Written task:
Starting from the line containing "Mark the duckling reflection", write out the rest of the entries exactly, through the final line, including nothing else.

[Extracted records]

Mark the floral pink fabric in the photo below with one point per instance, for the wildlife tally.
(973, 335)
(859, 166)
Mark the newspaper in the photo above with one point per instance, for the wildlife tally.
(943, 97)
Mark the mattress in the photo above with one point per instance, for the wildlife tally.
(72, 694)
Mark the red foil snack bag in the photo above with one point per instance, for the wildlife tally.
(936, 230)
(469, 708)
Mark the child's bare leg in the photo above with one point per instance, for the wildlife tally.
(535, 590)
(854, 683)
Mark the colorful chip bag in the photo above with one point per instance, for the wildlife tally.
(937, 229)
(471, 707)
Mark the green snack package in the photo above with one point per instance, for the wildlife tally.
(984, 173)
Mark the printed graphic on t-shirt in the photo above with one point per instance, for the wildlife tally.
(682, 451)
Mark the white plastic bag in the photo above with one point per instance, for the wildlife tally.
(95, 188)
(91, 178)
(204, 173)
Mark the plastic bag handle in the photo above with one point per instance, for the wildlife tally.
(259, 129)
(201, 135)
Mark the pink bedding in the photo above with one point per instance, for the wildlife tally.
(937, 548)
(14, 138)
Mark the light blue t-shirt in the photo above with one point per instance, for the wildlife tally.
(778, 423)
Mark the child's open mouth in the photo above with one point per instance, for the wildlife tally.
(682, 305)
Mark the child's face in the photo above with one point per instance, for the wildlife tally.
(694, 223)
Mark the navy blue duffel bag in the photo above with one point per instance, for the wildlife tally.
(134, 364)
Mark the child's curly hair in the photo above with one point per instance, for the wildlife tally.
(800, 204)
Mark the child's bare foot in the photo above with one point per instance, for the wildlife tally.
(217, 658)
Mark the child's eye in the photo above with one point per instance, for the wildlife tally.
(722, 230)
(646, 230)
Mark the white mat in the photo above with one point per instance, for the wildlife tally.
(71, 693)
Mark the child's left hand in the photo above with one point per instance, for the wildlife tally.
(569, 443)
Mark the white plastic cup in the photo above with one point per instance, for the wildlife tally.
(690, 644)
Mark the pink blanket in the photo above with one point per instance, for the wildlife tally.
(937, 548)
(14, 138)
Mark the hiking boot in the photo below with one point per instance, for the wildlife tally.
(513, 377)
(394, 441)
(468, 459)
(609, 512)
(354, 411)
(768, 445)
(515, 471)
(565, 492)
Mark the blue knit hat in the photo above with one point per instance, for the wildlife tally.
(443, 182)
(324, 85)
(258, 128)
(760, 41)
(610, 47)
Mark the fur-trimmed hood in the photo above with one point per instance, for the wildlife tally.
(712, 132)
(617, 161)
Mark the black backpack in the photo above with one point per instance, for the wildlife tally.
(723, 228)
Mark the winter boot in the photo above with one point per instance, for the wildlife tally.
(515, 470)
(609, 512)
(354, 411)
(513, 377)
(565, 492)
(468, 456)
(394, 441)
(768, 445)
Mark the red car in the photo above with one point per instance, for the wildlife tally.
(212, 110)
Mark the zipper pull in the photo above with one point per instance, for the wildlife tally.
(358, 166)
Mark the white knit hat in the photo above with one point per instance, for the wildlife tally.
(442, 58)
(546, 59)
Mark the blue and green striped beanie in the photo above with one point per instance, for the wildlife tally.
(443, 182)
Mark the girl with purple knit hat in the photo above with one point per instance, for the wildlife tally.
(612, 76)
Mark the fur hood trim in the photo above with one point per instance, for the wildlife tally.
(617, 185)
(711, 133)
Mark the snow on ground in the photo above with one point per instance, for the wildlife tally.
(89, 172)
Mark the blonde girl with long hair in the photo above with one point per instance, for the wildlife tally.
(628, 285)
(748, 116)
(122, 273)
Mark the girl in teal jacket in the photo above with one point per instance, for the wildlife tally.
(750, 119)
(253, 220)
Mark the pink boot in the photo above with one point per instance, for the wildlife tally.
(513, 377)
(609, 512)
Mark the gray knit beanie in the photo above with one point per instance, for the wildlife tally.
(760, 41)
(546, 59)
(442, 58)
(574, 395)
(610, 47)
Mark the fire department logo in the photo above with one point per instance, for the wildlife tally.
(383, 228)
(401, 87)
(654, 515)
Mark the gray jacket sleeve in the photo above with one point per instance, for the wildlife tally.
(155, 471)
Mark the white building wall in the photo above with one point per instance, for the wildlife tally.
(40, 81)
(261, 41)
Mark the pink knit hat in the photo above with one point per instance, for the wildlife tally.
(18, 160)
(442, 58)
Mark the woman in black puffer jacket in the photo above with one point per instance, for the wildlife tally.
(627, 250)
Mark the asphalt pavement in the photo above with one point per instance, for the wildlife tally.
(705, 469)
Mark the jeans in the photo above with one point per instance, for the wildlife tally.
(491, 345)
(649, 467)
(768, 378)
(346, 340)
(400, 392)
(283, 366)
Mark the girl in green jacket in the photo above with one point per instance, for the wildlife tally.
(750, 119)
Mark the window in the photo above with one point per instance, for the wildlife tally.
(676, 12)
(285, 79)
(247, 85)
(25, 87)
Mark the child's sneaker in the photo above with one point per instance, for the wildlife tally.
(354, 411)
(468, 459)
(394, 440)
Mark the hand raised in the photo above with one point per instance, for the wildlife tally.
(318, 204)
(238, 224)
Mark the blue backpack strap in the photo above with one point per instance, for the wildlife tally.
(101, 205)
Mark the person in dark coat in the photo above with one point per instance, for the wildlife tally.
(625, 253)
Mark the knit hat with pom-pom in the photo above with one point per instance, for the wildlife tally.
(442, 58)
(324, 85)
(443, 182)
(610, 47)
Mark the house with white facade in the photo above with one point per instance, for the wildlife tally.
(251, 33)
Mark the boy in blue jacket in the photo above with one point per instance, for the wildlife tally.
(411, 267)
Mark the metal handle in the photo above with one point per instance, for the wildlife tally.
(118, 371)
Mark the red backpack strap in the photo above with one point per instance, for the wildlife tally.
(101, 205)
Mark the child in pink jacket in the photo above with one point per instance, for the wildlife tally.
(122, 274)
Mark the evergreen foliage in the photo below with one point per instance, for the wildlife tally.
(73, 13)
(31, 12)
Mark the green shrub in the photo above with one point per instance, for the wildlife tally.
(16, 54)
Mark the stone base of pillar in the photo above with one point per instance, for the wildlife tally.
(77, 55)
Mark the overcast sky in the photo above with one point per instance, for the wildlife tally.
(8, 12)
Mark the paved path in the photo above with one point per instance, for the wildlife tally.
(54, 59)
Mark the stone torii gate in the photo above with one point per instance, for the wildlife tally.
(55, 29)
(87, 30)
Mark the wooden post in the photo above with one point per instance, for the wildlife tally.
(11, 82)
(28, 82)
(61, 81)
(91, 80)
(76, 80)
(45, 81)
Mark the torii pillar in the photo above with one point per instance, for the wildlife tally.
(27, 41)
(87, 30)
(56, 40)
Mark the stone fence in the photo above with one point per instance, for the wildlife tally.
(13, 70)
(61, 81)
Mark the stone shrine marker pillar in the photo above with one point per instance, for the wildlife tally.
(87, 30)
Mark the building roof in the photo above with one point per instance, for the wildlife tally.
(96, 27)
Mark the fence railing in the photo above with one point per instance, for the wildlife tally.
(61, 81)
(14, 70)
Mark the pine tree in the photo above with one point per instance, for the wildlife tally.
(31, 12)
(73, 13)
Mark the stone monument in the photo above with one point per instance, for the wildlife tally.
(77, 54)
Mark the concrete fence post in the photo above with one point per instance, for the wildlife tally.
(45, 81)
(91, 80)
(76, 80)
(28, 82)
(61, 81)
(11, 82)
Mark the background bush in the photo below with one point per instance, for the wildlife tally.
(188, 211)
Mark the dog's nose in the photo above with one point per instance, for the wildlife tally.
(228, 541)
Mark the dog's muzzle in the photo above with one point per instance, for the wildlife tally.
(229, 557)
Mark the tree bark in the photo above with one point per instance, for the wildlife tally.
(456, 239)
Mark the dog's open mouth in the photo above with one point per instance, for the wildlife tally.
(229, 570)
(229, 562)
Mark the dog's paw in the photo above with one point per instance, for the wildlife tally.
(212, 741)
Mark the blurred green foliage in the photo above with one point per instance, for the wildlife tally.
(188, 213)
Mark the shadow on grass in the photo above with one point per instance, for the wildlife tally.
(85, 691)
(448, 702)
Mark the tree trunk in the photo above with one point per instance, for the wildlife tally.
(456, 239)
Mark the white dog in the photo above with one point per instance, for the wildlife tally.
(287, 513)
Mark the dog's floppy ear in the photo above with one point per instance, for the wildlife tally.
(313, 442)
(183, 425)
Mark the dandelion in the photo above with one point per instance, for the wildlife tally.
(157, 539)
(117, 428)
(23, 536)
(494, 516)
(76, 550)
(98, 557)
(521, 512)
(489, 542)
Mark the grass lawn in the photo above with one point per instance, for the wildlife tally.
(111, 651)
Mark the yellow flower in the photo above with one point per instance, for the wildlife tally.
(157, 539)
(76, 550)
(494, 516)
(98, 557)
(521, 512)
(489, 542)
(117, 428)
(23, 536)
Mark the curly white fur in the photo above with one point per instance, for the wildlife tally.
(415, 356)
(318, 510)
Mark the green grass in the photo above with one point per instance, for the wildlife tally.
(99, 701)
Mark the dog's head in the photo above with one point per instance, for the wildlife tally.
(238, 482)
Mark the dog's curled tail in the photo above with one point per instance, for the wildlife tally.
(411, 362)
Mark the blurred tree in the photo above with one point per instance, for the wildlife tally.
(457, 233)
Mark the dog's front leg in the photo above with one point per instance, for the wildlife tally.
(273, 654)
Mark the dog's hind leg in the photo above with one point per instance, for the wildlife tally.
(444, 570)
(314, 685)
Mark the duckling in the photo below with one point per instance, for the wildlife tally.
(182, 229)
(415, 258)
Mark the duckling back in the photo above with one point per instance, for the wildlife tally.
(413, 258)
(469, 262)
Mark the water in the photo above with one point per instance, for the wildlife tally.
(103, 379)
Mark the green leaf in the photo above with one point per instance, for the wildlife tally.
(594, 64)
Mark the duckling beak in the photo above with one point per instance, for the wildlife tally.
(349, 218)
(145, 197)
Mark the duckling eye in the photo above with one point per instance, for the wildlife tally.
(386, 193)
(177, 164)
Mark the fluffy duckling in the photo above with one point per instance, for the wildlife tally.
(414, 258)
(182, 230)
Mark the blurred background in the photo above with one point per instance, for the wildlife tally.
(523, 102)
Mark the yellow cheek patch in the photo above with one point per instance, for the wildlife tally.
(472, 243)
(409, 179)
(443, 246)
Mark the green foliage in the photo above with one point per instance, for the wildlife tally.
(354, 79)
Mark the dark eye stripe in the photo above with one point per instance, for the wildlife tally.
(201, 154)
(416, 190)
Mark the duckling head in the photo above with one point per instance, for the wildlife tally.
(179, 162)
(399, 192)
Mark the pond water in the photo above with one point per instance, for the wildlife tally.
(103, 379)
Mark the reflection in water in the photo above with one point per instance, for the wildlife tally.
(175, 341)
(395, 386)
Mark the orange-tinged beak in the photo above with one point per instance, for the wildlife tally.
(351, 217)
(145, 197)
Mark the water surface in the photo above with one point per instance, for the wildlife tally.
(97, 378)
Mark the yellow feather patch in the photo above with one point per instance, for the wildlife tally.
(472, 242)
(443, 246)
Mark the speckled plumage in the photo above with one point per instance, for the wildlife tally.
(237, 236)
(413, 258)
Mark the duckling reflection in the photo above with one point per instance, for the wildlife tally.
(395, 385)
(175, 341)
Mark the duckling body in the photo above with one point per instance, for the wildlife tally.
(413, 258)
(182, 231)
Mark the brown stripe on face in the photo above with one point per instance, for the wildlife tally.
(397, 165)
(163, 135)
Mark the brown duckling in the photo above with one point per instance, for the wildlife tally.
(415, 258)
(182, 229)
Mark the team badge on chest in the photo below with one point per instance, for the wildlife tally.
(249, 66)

Task solution:
Mark the duckling reflection in the photo above with one point per instance, for the wildlife tally.
(395, 385)
(175, 341)
Mark the duckling body in the photo above with one point per instance, for the wildlife tally.
(413, 258)
(182, 231)
Mark the brown stripe on face in the photo above with one point per instance, for the wildlife tally.
(397, 165)
(163, 135)
Mark the brown duckling in the photo above with one point per instance, for the wildlife tally.
(415, 258)
(182, 229)
Mark the team badge on chest in the photo below with one point per instance, for the wildlife tally.
(249, 66)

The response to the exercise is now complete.